:: EXERCISE INSTRUCTIONS ::
Edit the listing below from its start through the line containing "[(121, 276), (189, 175), (230, 344), (40, 143), (247, 294)]", replacing "keypoint" with "point" and leaving everything else as is.

Items from a data source
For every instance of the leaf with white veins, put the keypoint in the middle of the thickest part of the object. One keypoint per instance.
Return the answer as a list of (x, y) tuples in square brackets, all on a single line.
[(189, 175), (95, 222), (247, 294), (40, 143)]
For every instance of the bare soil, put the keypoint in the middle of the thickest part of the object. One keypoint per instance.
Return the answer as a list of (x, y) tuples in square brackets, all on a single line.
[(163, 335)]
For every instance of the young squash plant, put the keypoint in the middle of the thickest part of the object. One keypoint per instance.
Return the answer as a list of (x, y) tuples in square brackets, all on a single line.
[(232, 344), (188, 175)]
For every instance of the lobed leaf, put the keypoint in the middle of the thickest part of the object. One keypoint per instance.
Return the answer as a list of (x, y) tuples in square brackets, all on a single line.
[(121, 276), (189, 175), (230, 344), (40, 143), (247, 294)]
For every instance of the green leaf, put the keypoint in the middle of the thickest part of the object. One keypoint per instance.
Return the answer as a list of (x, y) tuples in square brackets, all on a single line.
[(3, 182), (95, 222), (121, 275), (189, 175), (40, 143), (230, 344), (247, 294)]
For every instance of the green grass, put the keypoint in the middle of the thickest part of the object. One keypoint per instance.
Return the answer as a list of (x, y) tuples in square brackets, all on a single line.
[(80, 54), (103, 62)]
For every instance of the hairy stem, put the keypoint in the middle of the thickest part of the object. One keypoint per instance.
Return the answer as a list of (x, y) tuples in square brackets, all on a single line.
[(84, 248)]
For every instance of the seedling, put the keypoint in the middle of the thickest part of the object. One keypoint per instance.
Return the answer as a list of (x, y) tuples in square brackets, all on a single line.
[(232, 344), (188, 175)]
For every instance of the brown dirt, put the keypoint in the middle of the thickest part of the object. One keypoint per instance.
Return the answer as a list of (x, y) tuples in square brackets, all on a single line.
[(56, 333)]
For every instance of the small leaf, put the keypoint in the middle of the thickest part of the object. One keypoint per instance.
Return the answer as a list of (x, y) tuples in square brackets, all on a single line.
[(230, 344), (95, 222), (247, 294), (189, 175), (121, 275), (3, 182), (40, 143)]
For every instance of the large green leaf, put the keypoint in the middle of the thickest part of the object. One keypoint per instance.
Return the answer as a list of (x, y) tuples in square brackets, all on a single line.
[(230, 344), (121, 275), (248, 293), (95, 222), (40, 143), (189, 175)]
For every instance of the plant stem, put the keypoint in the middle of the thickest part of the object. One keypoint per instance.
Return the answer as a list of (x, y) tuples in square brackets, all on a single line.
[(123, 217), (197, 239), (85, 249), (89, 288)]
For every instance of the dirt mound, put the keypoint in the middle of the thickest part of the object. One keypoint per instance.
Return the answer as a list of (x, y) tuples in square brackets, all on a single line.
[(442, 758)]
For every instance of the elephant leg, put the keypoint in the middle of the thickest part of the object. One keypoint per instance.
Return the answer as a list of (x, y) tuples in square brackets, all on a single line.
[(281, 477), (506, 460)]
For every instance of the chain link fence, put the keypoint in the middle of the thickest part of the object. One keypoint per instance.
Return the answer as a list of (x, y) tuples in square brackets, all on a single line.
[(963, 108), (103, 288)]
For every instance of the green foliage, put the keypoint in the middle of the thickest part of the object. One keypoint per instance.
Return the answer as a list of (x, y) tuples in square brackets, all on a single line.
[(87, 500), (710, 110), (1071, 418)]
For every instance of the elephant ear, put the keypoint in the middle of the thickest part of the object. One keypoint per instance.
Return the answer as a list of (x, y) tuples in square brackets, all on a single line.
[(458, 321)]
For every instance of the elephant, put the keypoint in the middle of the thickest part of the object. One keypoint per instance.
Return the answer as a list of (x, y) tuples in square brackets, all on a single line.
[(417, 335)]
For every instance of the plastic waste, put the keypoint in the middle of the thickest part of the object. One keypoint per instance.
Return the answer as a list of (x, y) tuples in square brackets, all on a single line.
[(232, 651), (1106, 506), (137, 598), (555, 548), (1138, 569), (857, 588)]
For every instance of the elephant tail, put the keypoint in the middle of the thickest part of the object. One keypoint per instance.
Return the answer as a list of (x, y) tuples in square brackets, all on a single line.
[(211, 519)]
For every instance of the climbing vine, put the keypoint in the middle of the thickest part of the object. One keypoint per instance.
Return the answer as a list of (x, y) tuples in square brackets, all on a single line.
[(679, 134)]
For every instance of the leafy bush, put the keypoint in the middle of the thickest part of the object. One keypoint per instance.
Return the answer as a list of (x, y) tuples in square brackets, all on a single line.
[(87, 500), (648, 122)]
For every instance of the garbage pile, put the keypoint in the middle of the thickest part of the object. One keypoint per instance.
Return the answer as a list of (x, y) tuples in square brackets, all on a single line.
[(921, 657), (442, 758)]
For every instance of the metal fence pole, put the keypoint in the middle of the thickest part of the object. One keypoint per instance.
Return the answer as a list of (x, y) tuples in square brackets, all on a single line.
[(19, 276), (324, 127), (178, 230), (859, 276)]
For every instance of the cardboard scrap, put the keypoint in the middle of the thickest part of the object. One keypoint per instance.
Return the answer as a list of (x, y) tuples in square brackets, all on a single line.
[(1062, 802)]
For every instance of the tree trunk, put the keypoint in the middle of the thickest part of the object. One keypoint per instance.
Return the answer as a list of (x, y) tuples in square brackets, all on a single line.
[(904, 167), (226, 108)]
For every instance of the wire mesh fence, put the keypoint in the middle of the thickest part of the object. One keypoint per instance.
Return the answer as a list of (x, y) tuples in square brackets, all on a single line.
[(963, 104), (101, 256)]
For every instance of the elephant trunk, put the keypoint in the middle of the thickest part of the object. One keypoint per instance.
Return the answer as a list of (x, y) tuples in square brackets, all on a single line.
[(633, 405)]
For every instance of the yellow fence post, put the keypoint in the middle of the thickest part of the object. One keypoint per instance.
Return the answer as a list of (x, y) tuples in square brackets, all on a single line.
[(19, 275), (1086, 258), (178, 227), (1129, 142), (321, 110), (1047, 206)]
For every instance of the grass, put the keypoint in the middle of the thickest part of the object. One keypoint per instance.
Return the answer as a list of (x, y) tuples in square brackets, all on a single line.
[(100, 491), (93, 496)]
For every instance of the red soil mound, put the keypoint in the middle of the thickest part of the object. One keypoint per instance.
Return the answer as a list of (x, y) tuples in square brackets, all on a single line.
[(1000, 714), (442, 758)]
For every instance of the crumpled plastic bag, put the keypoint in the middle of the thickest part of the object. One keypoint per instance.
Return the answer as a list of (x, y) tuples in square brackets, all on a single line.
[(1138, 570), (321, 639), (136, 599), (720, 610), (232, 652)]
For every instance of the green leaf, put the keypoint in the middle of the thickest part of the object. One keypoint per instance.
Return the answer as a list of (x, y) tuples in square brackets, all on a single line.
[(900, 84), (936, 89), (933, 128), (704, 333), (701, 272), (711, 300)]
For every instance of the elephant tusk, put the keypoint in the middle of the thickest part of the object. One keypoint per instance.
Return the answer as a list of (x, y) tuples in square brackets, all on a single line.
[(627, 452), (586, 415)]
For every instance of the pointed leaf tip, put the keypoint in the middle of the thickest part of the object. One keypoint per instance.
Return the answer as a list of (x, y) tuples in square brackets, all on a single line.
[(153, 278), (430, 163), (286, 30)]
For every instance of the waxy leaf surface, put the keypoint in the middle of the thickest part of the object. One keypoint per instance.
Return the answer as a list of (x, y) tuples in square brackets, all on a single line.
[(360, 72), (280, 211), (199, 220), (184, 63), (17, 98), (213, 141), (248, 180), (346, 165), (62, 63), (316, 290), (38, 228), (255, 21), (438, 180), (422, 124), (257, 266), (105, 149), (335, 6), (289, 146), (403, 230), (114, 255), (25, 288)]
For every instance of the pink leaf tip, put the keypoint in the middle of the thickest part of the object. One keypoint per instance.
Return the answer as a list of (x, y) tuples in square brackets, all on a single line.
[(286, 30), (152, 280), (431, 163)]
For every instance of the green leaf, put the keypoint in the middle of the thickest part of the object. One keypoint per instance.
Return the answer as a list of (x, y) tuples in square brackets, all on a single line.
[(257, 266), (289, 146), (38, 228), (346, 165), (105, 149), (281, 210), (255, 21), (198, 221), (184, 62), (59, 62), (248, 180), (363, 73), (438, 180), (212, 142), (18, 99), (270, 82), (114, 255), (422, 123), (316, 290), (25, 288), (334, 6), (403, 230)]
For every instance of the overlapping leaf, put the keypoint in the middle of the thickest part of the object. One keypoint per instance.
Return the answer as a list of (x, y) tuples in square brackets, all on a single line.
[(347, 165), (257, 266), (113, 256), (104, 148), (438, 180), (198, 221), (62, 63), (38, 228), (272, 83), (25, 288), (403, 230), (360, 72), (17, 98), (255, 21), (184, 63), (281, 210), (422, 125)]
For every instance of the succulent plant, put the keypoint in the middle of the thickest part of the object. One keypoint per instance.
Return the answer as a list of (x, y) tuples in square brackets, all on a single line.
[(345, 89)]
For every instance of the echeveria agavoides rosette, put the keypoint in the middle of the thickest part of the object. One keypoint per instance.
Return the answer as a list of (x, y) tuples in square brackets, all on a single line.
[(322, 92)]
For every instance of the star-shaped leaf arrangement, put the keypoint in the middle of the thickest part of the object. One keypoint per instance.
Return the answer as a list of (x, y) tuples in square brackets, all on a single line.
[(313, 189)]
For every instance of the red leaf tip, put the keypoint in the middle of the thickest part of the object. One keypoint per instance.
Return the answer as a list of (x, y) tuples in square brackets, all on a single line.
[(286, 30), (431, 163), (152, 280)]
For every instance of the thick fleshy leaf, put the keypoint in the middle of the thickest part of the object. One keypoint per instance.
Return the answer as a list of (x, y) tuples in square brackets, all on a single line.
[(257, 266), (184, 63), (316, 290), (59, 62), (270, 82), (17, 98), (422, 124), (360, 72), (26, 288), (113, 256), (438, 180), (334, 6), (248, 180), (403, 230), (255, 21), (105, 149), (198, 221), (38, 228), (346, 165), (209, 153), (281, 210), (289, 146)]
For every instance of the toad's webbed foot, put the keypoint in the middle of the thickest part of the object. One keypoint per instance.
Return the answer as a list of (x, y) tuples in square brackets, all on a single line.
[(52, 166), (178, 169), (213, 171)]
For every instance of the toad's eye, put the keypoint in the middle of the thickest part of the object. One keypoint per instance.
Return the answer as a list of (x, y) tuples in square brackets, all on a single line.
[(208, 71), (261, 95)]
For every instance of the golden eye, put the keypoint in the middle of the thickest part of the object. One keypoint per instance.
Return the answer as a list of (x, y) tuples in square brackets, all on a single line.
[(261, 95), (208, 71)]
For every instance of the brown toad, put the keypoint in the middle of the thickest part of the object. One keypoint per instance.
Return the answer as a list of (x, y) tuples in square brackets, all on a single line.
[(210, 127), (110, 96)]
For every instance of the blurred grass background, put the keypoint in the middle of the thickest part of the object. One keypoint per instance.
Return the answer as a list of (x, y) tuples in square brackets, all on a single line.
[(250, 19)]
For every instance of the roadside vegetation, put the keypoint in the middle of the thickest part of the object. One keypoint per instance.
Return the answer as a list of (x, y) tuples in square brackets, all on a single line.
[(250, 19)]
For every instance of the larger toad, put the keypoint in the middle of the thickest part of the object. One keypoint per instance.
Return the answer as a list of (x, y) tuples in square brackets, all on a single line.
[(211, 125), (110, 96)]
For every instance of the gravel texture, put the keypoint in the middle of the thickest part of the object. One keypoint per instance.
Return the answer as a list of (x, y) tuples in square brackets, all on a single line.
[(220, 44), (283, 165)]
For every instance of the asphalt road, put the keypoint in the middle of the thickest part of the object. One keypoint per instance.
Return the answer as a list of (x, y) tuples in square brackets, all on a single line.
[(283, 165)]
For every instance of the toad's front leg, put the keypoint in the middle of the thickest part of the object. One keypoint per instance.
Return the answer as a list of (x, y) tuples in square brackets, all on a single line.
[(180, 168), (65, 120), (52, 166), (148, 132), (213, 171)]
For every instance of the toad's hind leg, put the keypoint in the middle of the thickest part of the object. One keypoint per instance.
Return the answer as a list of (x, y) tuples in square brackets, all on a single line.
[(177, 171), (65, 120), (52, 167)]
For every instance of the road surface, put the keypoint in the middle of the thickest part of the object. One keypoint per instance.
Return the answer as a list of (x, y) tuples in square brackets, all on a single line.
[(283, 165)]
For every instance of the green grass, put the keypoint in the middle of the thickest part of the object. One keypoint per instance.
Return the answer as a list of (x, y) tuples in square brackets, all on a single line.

:: CORRECT ANSWER ::
For every instance of the leaf with white veins, put the point in the middle of the thickest part of the object. One point per instance.
Return the answer as a list of (x, y) tuples in square brackets, all on a single line.
[(189, 175), (95, 222), (247, 294), (40, 143)]
For every instance of the bare soil, put the point in the middle of the thickest part of the object. One point per instance.
Return the answer as a list of (x, y) tuples in square brackets, all on a single line.
[(163, 335)]
For every instance of the young squash plant, put the point in the middle of the thickest part of the object. One point per instance.
Return the answer as a list of (x, y) tuples in square brackets, all on a single line.
[(232, 344), (188, 175)]
For every instance of the lobed leaf, put the point in the middle of the thickest part of the object. One point per instance.
Return the answer as a list of (x, y) tuples in square brackets, all on a single line.
[(121, 276), (189, 175), (230, 344), (40, 143), (247, 294)]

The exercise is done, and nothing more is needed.